Tasks
a) Reproduce, in the passage on aging digestion and flatulence, the stretch from "Some medications may" through "gas and bloating.".
b) Write the next portion of the passage on aging digestion and flatulence, beginning right after its final sentence.

Text passage: Begin

As we grow old, our digestive system slows down, both in the motility of food mass and absorption of nutrients. Digestion starts with the first bite, where enzymes secreted in our saliva is mixed into the food we chew, progresses to the stomach where acid is used to dissolve as well as hydrolyse proteins and carbohydrates, to the small intestines where nutrients are further broken down and absorbed, and finally the remaining mass enters the large intestines where fluids and salts are taken up into the body.
When our digestion slows, less nutrients are taken up and more sugars and carbohydrates are left in the food bolus that travels along the small intestines and into the large intestines. The leftover food is also in the intestines longer due to the slower motility. The slow transit and the extra food is metabolized by the bacteria living in our gut and they multiply in numbers and produce more metabolic wastes, one of which is gas. This larger than normal amounts of gas causes us to feel bloated and is expelled from our bodies as flatulence.
Some medications may also increase flatulence. Antibiotics may disrupt the flora of the gut and leads to less absorption of nutrients and increase gas production. Drugs the decrease motility like benzodiazepines may also increase gas production. Medicines that blocks the absorption of carbohydrates and or fats will also increase the amount of nutrients available to the bacteria in the digestive system, leading to gas and bloating.

Text passage: End
Collected material: Begin

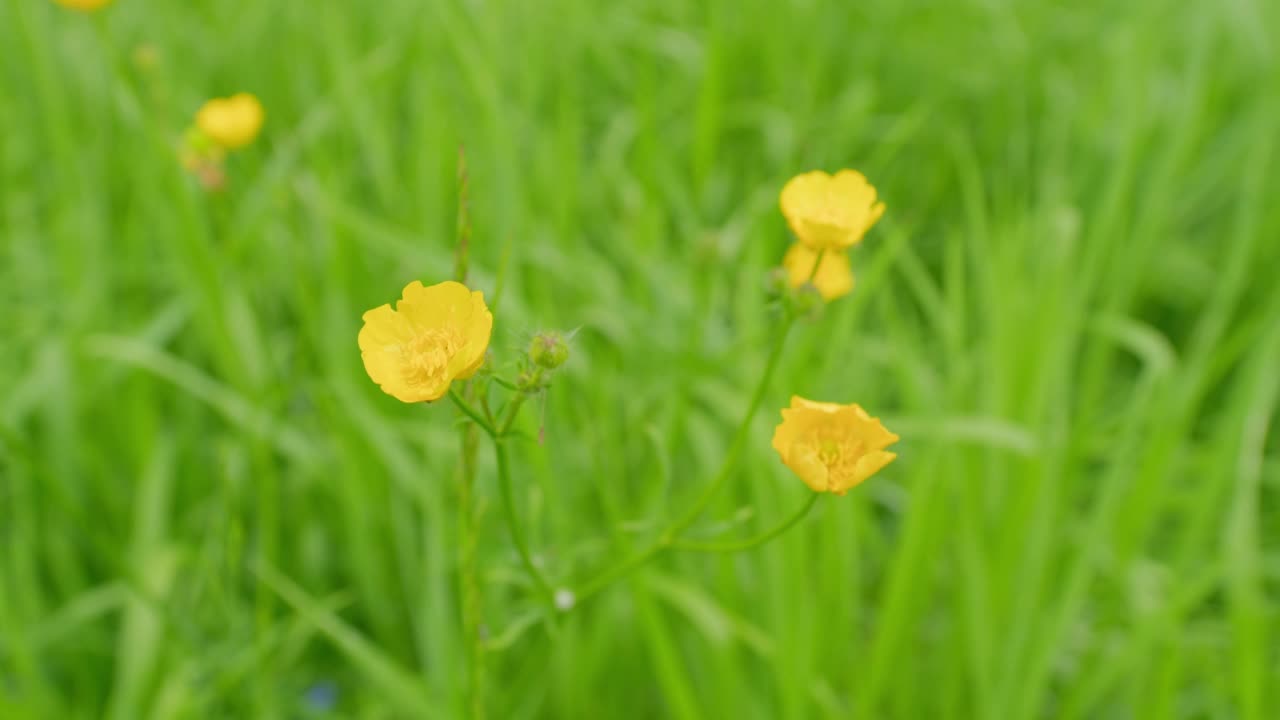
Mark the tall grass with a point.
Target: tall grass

Collected material: End

Responses to the exercise
a)
Some medications may also increase flatulence. Antibiotics may disrupt the flora of the gut and leads to less absorption of nutrients and increase gas production. Drugs the decrease motility like benzodiazepines may also increase gas production. Medicines that blocks the absorption of carbohydrates and or fats will also increase the amount of nutrients available to the bacteria in the digestive system, leading to gas and bloating.

b)
What can you do to minimize the gas production? Chew you food. Masticating food to finer bits allows for easier and faster digestion and absorption. It also allows more enzymes from the saliva to start the process of digestion earlier. Exercise will increase the tone of smooth muscles. These are muscles involve in moving food along the digestive organs. Increase tone means increase motility. Avoid foods that are known increase gas production in the gut. They are fruits and vegetable that are high in sugars and hard to digest fibres that are the perfect food for bacteria. Well known vegetables include beans, cabbages, peas, and cauliflower. Fruits that increase gas output include bananas, apples and dried fruits. Sugary drinks like soda and sugared beverages also increase the amount of gas production.
There are supplements and medicine that can help you with bloating and flatulence. If you experience persist and bothersome gas production, you should consult your doctor or pharmacist.